What did you call me?

By Cassidy Ward
Pigeon nervous system

Chickens aren’t generally considered to be the smartest animals. The entire premise of Chicken Run hinges on the juxtaposition of their supposed lack of intelligence and their increasingly bird-brained schemes for escaping the coop. It’s unclear where the notion that chickens and other birds aren’t smart came from — our money is on a concerted propaganda war levied by Big Chicken — but the evidence increasingly shows it isn’t true.

Bird cognition has long been synonymous with a lack of intelligence. The term “bird brain” has been used as an insult since at least 1910, with the earlier version “bird-witted” dating back to at least the 1600s. The origin of the term as an insult is unclear, but we recognize it as a pejorative which leans on the relatively small brains of birds. It turns out, however, that we might have to retire this particular rejoinder.

Many birds, corvids and parrots in particular, are capable of high levels of cognition which stand toe to toe with some primates. Some birds are capable of learning and remembering faces. They can discriminate between different colors, shapes, and some words. Some birds are even capable of solving complex puzzles. Now, new research carried out by scientists at Ruhr University, along with colleagues at the University Hospital of Cologne and the Max Planck Institute for Metabolism Research, has revealed the bird brains are special in more ways than we knew. Their findings were published in the journal Current Biology.
■ ■ ■ ■ ■
*Complete the following*:
(1) For the bird cognition article, decide whether each statement agrees with it: (a) "Bird brain" has been used as an insult since at least 1910. (b) The new research findings were published in the journal Nature. (c) Some birds can learn and remember faces. Answer yes or no for each, and quote the deciding words of the text.
(2) Reproduce the bird cognition article word for word, everything from "Chickens aren’t generally" down to "it isn’t true.".
(3) According to the bird cognition article, how far back does the earlier version "bird-witted" date?
The material that follows is drawn from a different source.
■ ■ ■ ■ ■
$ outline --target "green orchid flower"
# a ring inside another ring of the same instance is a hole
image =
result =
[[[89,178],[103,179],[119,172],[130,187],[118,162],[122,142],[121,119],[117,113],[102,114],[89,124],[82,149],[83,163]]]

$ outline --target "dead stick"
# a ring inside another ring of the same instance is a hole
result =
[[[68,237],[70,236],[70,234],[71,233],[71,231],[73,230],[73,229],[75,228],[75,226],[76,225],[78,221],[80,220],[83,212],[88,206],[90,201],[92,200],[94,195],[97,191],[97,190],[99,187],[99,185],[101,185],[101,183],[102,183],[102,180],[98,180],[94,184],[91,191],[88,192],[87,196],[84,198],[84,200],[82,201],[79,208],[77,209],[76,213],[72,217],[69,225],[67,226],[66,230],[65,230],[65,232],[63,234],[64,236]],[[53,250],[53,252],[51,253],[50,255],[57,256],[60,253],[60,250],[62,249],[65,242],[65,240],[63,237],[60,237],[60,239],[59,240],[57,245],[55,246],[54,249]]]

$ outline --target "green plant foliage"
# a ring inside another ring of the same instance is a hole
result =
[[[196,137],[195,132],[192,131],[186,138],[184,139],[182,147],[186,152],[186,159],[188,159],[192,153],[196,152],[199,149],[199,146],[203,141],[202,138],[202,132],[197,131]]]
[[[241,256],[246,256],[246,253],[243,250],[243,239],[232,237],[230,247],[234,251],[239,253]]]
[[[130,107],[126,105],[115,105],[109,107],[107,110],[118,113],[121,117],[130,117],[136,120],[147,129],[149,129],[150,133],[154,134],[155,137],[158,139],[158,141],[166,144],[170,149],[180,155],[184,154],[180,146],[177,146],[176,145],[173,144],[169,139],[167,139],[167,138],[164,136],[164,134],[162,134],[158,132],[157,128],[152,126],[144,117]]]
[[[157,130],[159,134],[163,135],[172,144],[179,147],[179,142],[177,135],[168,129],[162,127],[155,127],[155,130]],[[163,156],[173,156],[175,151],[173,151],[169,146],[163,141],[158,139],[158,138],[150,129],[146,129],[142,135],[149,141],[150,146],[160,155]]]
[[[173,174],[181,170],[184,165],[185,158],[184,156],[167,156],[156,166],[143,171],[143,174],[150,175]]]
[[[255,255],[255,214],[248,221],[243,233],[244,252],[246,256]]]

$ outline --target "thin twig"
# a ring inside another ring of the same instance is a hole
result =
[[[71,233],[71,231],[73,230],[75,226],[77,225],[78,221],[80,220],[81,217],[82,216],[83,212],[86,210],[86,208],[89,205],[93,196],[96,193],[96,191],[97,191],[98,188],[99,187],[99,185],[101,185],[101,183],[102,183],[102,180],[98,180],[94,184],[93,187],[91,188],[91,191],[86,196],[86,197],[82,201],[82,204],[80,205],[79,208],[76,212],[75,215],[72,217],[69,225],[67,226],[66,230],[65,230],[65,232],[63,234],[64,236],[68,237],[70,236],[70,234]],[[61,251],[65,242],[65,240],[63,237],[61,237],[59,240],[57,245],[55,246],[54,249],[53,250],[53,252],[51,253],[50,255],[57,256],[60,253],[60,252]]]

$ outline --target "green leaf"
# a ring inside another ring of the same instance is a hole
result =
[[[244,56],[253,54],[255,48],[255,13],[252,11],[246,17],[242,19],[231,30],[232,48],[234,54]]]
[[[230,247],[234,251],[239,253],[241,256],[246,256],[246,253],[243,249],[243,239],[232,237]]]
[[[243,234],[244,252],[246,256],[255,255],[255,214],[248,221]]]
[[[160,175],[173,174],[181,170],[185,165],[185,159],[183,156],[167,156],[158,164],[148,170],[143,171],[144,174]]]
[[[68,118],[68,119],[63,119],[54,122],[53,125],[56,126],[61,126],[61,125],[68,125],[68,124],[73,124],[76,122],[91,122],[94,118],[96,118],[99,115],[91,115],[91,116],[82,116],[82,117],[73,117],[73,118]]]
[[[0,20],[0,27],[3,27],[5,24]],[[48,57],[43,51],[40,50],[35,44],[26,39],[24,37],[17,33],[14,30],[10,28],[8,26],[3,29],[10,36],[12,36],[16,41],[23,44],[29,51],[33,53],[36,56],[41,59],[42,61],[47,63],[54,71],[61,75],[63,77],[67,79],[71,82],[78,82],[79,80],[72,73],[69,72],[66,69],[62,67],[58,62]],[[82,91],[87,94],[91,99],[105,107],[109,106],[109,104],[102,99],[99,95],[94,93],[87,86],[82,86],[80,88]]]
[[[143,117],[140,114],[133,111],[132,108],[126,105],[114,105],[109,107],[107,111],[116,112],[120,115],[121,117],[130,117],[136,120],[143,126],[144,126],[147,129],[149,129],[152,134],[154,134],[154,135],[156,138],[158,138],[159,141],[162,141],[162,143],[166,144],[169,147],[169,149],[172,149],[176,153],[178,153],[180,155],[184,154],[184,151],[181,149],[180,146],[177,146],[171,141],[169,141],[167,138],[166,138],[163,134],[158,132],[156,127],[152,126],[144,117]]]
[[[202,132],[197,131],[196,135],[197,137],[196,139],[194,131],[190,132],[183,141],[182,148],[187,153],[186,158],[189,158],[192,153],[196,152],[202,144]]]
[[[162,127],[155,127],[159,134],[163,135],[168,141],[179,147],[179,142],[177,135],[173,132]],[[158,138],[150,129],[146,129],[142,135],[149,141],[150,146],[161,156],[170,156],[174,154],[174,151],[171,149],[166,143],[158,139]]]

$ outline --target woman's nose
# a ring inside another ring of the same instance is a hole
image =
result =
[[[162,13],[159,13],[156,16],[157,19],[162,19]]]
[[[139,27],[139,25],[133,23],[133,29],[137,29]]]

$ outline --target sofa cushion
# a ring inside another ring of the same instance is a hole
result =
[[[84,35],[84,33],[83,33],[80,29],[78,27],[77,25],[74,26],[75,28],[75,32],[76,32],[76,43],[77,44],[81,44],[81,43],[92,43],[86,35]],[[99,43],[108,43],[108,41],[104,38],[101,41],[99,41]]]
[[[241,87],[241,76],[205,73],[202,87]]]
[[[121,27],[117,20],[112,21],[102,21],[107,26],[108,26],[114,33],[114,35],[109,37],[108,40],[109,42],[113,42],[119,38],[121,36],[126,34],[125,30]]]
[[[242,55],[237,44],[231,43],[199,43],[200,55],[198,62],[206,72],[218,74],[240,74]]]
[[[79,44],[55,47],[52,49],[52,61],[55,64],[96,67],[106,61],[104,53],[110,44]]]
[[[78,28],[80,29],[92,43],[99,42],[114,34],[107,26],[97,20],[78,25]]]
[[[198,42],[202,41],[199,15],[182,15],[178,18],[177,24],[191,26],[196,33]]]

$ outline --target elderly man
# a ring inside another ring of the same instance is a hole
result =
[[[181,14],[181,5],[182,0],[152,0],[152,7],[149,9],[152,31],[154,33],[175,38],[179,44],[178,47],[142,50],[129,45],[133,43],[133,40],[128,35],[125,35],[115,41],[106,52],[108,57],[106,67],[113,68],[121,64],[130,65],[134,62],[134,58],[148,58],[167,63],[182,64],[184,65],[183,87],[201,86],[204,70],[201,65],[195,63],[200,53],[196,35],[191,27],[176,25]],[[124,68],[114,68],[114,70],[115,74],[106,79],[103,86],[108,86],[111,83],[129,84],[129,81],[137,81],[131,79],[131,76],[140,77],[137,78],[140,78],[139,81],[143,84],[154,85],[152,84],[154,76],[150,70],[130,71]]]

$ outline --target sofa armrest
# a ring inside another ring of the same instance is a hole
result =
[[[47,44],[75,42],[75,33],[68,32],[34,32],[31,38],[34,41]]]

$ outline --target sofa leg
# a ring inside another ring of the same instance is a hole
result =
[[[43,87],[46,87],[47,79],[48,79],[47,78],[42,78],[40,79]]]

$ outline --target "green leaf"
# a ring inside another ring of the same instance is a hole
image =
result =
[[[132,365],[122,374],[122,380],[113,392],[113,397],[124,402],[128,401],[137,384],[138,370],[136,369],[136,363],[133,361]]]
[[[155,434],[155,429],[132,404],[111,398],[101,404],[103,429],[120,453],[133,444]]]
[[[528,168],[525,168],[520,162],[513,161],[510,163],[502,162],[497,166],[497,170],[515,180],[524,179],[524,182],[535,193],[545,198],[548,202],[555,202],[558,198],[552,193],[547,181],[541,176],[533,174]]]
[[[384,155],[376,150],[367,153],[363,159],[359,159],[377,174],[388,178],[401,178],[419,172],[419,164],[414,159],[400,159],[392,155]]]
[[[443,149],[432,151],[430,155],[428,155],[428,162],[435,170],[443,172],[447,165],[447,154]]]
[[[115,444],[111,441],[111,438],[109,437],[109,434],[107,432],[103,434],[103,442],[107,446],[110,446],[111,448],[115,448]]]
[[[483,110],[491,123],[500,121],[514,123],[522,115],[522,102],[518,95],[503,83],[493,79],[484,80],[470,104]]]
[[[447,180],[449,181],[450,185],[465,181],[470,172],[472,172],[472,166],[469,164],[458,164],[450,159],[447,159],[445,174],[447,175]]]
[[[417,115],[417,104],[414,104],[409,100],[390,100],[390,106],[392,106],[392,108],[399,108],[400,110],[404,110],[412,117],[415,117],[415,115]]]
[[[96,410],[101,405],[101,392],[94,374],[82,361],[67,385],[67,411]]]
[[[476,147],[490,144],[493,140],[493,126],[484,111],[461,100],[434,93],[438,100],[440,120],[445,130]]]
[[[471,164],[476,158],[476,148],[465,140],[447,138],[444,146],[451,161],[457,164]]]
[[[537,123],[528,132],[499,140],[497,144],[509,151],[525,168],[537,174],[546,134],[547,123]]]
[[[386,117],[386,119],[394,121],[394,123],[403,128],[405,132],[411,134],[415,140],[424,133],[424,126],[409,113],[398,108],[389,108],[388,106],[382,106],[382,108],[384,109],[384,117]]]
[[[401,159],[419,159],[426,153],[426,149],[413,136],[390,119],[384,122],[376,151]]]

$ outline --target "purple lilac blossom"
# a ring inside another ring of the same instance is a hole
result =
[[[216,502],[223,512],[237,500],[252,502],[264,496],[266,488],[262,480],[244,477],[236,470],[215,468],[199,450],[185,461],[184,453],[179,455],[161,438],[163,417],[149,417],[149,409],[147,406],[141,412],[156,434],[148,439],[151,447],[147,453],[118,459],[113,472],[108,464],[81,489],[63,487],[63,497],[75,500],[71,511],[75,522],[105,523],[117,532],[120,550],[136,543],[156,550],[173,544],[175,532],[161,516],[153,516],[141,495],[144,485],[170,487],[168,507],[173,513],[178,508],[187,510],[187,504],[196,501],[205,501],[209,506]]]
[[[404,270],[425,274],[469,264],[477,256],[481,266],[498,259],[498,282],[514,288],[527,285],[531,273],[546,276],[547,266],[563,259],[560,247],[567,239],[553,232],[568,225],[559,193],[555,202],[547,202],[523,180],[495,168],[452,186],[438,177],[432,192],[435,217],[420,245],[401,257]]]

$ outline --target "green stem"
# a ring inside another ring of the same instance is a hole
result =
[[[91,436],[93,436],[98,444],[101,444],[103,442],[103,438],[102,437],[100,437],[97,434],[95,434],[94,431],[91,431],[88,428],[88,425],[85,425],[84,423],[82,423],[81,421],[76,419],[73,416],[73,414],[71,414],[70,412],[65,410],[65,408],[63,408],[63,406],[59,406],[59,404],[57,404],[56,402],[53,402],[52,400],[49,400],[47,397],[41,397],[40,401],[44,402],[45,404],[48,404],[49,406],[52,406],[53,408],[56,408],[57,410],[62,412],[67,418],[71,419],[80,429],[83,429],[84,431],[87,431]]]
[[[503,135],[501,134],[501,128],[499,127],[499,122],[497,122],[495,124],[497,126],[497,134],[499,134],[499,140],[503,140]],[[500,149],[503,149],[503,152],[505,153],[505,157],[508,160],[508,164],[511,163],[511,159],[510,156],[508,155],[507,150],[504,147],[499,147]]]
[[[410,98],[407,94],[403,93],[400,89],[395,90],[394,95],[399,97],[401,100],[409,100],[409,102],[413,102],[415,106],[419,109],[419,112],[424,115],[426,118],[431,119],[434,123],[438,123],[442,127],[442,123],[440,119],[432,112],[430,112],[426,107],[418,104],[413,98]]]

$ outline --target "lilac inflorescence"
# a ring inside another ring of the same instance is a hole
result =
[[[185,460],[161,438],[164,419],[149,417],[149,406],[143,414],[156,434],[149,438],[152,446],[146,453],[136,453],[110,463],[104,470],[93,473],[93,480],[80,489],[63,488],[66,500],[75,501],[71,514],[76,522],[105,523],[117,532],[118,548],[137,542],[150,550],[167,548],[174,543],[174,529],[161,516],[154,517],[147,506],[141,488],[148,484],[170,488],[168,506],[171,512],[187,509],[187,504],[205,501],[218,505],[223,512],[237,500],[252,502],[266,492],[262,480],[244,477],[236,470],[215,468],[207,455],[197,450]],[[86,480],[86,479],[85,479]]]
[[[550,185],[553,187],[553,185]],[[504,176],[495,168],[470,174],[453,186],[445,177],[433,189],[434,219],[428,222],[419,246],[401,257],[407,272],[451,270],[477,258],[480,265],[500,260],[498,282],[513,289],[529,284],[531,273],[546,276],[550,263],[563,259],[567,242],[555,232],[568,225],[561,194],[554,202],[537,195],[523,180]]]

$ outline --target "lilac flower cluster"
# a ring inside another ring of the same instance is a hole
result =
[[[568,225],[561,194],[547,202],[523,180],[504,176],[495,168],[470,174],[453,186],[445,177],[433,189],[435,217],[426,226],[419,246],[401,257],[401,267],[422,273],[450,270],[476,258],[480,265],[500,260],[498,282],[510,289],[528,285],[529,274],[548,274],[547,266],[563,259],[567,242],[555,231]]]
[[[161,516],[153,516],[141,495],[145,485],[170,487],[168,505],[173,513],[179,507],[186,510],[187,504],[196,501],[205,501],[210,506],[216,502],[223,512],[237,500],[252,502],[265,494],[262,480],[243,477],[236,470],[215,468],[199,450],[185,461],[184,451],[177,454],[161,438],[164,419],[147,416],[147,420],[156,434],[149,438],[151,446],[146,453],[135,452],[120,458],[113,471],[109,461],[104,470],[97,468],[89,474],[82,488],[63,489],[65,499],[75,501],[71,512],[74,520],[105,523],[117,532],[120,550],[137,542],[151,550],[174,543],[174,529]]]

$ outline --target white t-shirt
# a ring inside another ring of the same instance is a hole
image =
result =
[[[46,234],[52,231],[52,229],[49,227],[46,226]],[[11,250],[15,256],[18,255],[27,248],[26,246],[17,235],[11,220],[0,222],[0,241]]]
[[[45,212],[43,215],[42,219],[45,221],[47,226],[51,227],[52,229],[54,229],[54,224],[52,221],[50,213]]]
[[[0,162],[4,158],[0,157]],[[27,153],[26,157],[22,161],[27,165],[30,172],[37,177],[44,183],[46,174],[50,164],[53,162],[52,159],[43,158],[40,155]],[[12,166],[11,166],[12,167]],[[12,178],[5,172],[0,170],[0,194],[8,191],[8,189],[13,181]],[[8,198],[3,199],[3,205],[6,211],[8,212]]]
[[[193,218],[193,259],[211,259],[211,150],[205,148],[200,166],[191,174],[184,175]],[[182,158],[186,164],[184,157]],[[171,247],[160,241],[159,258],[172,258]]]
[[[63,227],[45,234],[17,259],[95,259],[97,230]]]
■ ■ ■ ■ ■
*Responses by task*:
(1)
(a) Yes: "The term “bird brain” has been used as an insult since at least 1910"
(b) No: "Their findings were published in the journal Current Biology."
(c) Yes: "Some birds are capable of learning and remembering faces."

(2)
Chickens aren’t generally considered to be the smartest animals. The entire premise of Chicken Run hinges on the juxtaposition of their supposed lack of intelligence and their increasingly bird-brained schemes for escaping the coop. It’s unclear where the notion that chickens and other birds aren’t smart came from — our money is on a concerted propaganda war levied by Big Chicken — but the evidence increasingly shows it isn’t true.

(3) To at least the 1600s.